------ Material for the task ------

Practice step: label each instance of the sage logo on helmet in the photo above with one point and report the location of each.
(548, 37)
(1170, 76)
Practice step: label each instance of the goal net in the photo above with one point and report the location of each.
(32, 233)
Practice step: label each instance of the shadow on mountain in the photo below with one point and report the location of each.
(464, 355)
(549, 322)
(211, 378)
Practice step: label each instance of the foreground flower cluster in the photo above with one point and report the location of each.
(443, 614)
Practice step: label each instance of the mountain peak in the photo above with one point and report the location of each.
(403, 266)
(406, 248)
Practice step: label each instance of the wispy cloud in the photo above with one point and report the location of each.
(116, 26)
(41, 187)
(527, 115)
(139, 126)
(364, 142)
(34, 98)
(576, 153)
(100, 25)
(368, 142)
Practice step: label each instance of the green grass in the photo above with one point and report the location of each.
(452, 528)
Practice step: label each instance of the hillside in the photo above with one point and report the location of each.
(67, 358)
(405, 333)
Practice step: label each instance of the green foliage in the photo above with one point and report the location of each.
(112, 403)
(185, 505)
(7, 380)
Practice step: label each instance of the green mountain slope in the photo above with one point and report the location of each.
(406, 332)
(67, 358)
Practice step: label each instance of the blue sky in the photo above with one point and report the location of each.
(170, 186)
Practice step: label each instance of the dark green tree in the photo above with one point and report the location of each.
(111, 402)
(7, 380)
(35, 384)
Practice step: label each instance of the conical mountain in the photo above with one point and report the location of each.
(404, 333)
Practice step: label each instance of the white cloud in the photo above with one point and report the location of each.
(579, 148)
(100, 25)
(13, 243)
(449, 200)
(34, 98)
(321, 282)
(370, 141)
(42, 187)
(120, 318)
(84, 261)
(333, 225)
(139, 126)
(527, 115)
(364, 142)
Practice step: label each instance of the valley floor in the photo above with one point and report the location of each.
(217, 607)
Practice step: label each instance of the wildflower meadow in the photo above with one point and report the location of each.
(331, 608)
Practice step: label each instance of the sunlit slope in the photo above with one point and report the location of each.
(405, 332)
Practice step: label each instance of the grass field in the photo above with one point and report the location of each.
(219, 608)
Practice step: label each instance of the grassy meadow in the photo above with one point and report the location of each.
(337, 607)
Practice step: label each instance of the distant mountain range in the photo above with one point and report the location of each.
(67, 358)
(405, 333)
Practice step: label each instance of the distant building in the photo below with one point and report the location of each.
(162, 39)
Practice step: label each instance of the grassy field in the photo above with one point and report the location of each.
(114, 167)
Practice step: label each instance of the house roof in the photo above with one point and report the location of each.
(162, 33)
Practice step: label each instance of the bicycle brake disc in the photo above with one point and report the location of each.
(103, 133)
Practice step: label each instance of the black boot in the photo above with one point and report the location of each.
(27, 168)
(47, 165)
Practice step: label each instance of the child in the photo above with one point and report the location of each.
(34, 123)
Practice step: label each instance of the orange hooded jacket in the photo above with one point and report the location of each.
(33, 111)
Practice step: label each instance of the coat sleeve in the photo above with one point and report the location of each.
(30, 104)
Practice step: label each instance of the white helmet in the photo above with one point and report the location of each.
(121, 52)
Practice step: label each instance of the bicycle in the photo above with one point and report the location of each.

------

- **Work item**: Output nothing but the line containing "Practice step: label each instance of the grassy field" and each line after it in the entries above, exactly as written.

- **Reply**:
Practice step: label each instance of the grassy field in the photo above with one point and report the location of each.
(114, 167)
Practice step: label each instance of the house roof in the photo above with one point and report the location of each.
(162, 33)
Practice step: label each instance of the bicycle brake disc in the photo above with one point and report the location of each.
(103, 133)
Practice step: label each instance of the black boot in the photo above with one point and report the location of each.
(27, 168)
(47, 165)
Practice step: label each instance of the child in the photo above with one point and report the location of each.
(34, 123)
Practice step: label each instance of the orange hooded jacket in the photo above with one point and report the location of each.
(33, 111)
Practice step: label each instance of the coat sleeve in the photo above with one point and report the location of each.
(30, 104)
Practice step: label each instance of the white helmet in the photo above with one point and report the location of each.
(121, 52)
Practice step: label each instance of the bicycle in the photo above with one point and report the location of each.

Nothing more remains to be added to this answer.